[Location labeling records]
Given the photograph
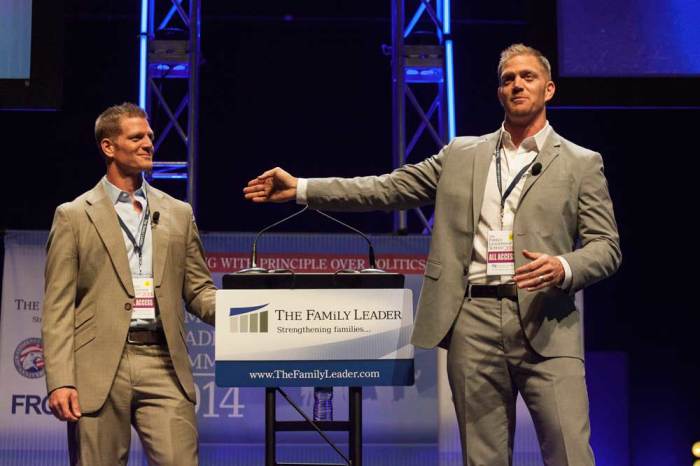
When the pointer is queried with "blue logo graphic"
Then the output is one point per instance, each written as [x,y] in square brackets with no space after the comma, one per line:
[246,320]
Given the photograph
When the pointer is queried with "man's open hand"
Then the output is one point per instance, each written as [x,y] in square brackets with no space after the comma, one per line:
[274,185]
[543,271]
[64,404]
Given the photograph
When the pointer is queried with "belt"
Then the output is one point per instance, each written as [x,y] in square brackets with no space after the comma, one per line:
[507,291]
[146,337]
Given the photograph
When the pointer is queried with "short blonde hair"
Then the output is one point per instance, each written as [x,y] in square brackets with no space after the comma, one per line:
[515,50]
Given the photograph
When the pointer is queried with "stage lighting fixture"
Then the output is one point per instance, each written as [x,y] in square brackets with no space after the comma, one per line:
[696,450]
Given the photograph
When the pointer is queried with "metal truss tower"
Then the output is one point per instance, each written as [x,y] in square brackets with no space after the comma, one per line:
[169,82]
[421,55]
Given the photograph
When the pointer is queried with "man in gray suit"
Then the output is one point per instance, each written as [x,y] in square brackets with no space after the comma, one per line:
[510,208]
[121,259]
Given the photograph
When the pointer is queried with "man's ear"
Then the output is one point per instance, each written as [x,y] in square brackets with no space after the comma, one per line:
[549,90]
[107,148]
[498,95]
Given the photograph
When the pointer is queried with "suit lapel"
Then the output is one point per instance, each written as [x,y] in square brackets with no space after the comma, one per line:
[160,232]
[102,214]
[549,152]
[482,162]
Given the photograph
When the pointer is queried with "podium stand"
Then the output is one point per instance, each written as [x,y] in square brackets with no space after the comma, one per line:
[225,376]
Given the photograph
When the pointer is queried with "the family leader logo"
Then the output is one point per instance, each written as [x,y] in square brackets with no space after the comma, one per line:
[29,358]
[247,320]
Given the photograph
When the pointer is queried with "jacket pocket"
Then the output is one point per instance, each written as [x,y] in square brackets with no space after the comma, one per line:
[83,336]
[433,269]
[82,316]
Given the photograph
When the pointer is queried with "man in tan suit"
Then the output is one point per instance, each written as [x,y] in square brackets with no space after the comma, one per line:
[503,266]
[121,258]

**WHAT TO WORK ON**
Pictures in the records must not appear in the copy; transcribe everything else precisely.

**TASK OUTPUT**
Given the photograph
When the pointer is queried with "blue logo graphic"
Then the output is one point per instance, each written as [x,y] in square brackets with no space after the comma, one per line:
[246,320]
Given the photograph
When the pointer is queried with "man's open hand"
Then the output is one point per instance, each written as [x,y] in square brackets with no space after the comma, one per line:
[274,185]
[543,271]
[64,404]
Given the photograph
When the pointer is queried with "belt"
Then the output is one point per instance, each written as [x,y] in square brackets with no space after the comma, one per line:
[507,291]
[146,337]
Given the photograph
When the pointer is queried with "short blonde hair"
Then the output is one point per instance, each written as [x,y] in square brackets with no space after the comma, one per line:
[515,50]
Given the photograph
When the pointer is queried with "stage lighting fixture"
Then the output is one point per instance, each written as [x,y] in square brackets with no space after the comma, one per line:
[696,450]
Given the photograph
When the pointer is queried with "metal truss tower"
Then the output is one point per instance, each written as [x,y] in square brackets with no space after the comma, one per line:
[169,82]
[421,55]
Given the photograph
When the pointer is queried with "man in gray suit"
Then the output is one point per instance, each written as [x,y] in square brackets with no space after the comma, one per line:
[510,208]
[121,259]
Given the photograph
When the pointer is queried with "man's ear"
Then the output is one point per instance, each written as [x,y] in square brackets with no space after the comma, one per line:
[549,90]
[107,148]
[498,95]
Given the photograph
When the pointer is queried with "suit lapel"
Then the output is one point per instance, each written as [x,y] in square brackets with no space after the comma, one per line:
[160,232]
[102,214]
[549,152]
[482,162]
Given the photograph
When the pointer is queried with "podium stand"
Then the output is one point per instance, each written as [x,y] in square brackets with no space after the comma, one per line:
[225,376]
Given the photograph
When the pointer is queried with "the family leader logo"
Then the output is one point per instance, each written as [x,y] in square brackets with no space after the comma, one per line:
[29,358]
[247,320]
Given the photograph
When the pointer is queried with "jacket pocket"
Then the output is one point per instance, each written as [x,y] in square brackets with no space after the comma, one per line:
[83,336]
[433,269]
[82,316]
Given the photograph
When the pointer is queried with "man in tan suit"
Then the output is one point per instance, each written as [x,y] in square brackets with no space after the comma, one per line:
[503,266]
[121,258]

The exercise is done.